** Brano fornito **
'''
In particolare, nella Lettera
sull'umanismo ricorre il riferimento a Dio o al cristianesimo in occasioni
diverse e relativamente a differenti argomenti (almeno otto volte, cfr. pp.
273, 274, 280, 284, 291, 299, 301-302-303, 306). Nell'ambito di tali
riferimenti, Heidegger si trova ad affrontare il problema più importante: il
rapporto tra la sua idea di essere, l'idea di Dio e il suo esserci (cfr.
284). Se presso gli autori cristiani è immediata l'identificazione di Dio con
l'essere (obliato e scambiato con l'ente massimo, secondo Heidegger), per il
filosofo tedesco essa è da respingere nella maniera più assoluta: "Essere
non è né Dio, né un fondamento del mondo" (284). Se Dio non è essere,
viene da pensare che la filosofia heideggeriana tenda a negarne totalmente
l'esistenza, fatto che sarebbe confermato, a partire da Essere tempo,
dalla determinazione radicalmente secolarizzata dell'uomo come
essere-nel-mondo. Ma proprio qui interviene Heidegger dicendo che con
essere-nel-mondo non si intende affatto "l’ente terreno in
contrapposizione a quello celeste, né il 'mondano' in opposizione allo
'spirituale'" (301), bensì l'apertura dell'Esserci alla totalità
dell'essere. Di conseguenza con questa definizione dell'uomo "nulla è
ancora deciso circa l'esserci di Dio o il suo non essere" (302). Questa
non decisione circa la realtà di Dio non vuol tuttavia dire indifferenza o
presuntuosa noncuranza, ma vuole rimandare a qualcosa di essenziale, al fatto
cioè che "solo a partire dalla verità dell'essere si può pensare
all'essenza del sacro. Solo a partire dall'essenza del sacro si può pensare
l'essenza della divinità. Solo alla luce dell'essenza della divinità si può
pensare e dire che cosa debba nominare Dio" (303). In sostanza anche qui
Dio, che non è essere, va pensato a partire dalla verità dell'essere. Nella
"gerarchia celeste" di Heidegger al vertice si trova il sacro, la cui
essenza è donata dall'essere; esso determina lo spazio della divinità, che a
sua volta stabilisce al terzo livello la realtà di Dio (cfr. 291). Il distacco
dalla metafisica cristiana risulta netto quando si pensi invece alla
gerarchizzazione che essa opera nel momento in cui pone Dio al vertice, che
determina lo spazio della divinità, al cui interno si colloca come terzo
elemento il sacro. Tutto nel cristianesimo dipende da Dio come essere
sussistente. Il punto discriminante è esattamente quest'ultimo. "Dice
Heidegger: 'Essente è una roccia, un animale, un'opera d'arte, una macchina, un
angelo, Dio'. Perciò Dio non cade affatto al di fuori dell'essere, ma viene
anch'egli contenuto in esso, è anche egli uno dei molti essenti che poggiano
nell'essere uno ... Dio non 'è' nel pieno senso della parola ma viene posto per
diminuzione dell' 'essere stesso'" (8). Johannes Lotz, allievo di
Heidegger, da tutto ciò trae la logica conclusione che il modo heideggeriano di
pensare Dio è singolarmente vicino a quanto dal nostro filosofo è attribuito
alla metafisica: "Entrambi modi di pensare concordano nel fatto di vedere
Dio come essente" (9), infatti anche per la metafisica Dio è "l'ente
sommo, l'ente sopra sensibile", ma pur sempre ente. "Chi prende
seriamente l'imbarazzo che ne consegue 'preferisce oggi tacere su Dio
nell'ambito del pensiero'" (10).
'''
** Consegna **
Ripeti fedelmente tutto ciò che, nel brano su Heidegger e Dio, va da "In particolare, nella" giù fino a "volte, cfr. pp.". Il materiale che segue è a sé stante e non fa parte del brano.

** Materiale raccolto **
'''
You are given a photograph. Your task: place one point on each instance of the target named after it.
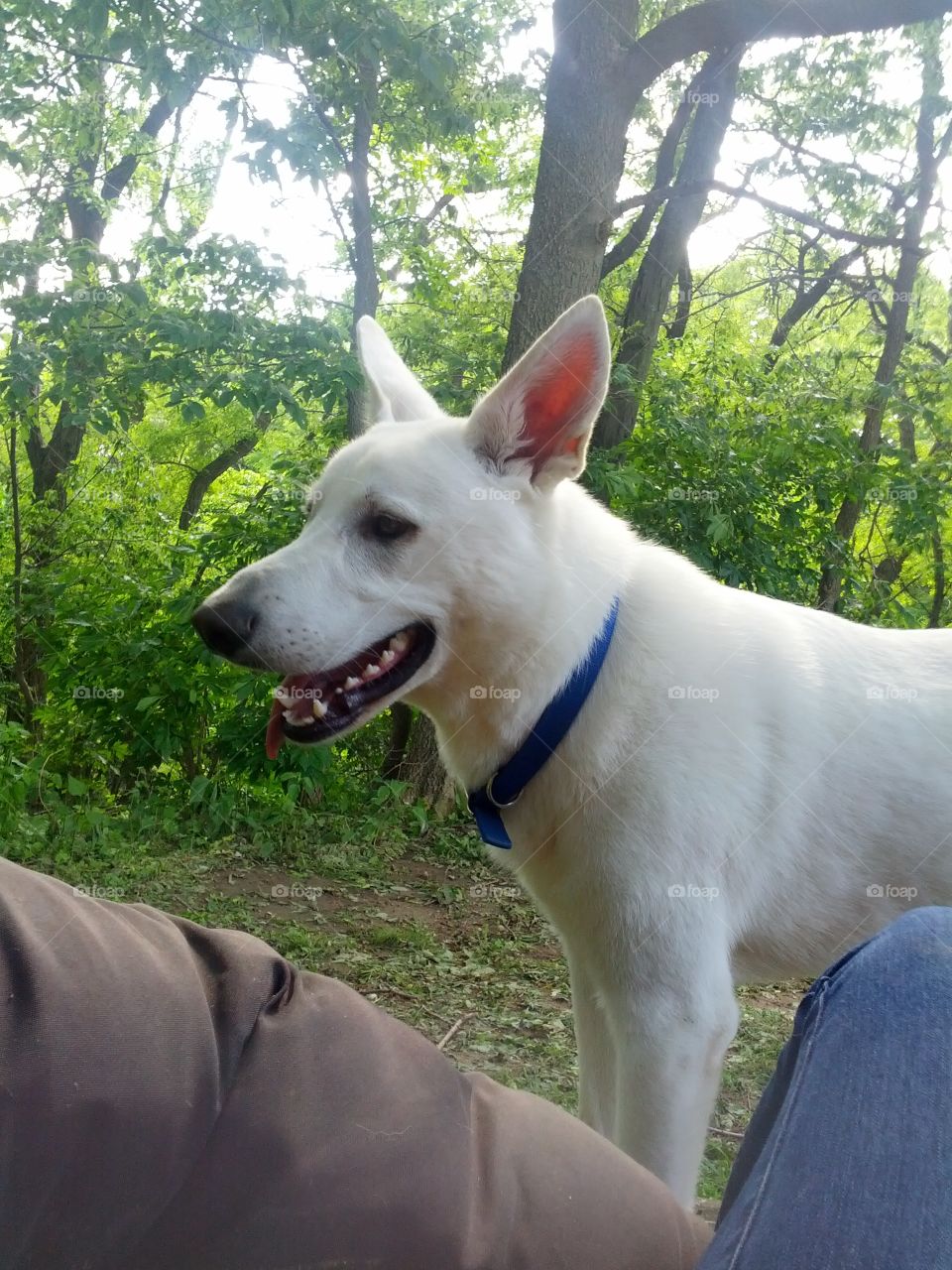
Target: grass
(421, 924)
'''
** Risultato corretto **
In particolare, nella Lettera
sull'umanismo ricorre il riferimento a Dio o al cristianesimo in occasioni
diverse e relativamente a differenti argomenti (almeno otto volte, cfr. pp.